::: Textauszug :::

Hier finden Sie die Ansprache, die Papst Franziskus an diesem Mittwoch bei seiner Generalaudienz gehalten hat, in deutscher Übersetzung.

Sämtliche Wortmeldungen des Heiligen Vaters in ihrer amtlichen Fassung werden auf der Internetseite des Heiligen Stuhls publiziert.

Liebe Brüder und Schwestern, guten Tag!

In den letzten drei Katechesen haben wir vom heiligenden Wirken des Heiligen Geistes gesprochen, das sich in den Sakramenten, im Gebet und in der Nachfolge der Mutter Gottes vollzieht. Aber hören wir, was ein berühmter Text des Zweiten Vatikanischen Konzils sagt: „Derselbe Heilige Geist heiligt außerdem nicht nur das Gottesvolk durch die Sakramente und die Dienstleistungen, er führt es nicht nur und bereichert es mit Tugenden, sondern "teilt den Einzelnen, wie er will" (1 Kor 12,11), seine Gaben aus und verteilt unter den Gläubigen jeglichen Standes auch besondere Gnaden ‘ (vgl. 1 Kor 12,11) (Lumen gentium, 12). Auch wir haben unsere persönlichen Gaben, die derselbe Geist jedem von uns schenkt.

Es ist daher an der Zeit, auch von dieser zweiten Art des Wirkens des Heiligen Geistes in der Kirche zu sprechen, nämlich dem charismatischen Handeln. Zwei Elemente helfen zu definieren, was Charisma ist. Erstens ist das Charisma eine Gabe, die gegeben wird, „damit sie anderen nützt“ (1 Kor 12,7). Mit anderen Worten: Es ist nicht in erster Linie und in der Regel für die Heiligung des Einzelnen bestimmt, sondern für den „Dienst“ in der Gemeinschaft (1 Petr 4,10). Zweitens ist das Charisma eine Gabe, die „einem“ oder „einigen“ im Besonderen verliehen wird, nicht allen in gleicher Weise, und das unterscheidet es von der heiligmachenden Gnade, von den theologischen Tugenden und den Sakramenten, die gleich und allen gemeinsam sind. Ein Charisma ist eine besondere Person oder Gemeinschaft. Es ist eine Gabe Gottes.

::: Ausgangsdaten :::

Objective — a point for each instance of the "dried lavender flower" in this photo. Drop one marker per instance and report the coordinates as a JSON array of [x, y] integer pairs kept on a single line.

:::

= Arbeitsauftrag =
Erklären Sie in ein bis drei Sätzen, weshalb es laut dem Textauszug zur Generalaudienz an der Zeit ist, vom charismatischen Handeln des Heiligen Geistes zu sprechen. Die Daten haben mit dem Textauszug nichts zu tun.

= Lösung =
Die letzten drei Katechesen haben das heiligende Wirken des Heiligen Geistes in den Sakramenten, im Gebet und in der Nachfolge der Mutter Gottes behandelt. Nach dem zitierten Konzilstext (Lumen gentium, 12) teilt derselbe Geist außerdem den Einzelnen seine Gaben und besondere Gnaden aus, und auch wir haben persönliche Gaben von ihm. Deshalb soll nun diese zweite Art seines Wirkens in der Kirche zur Sprache kommen.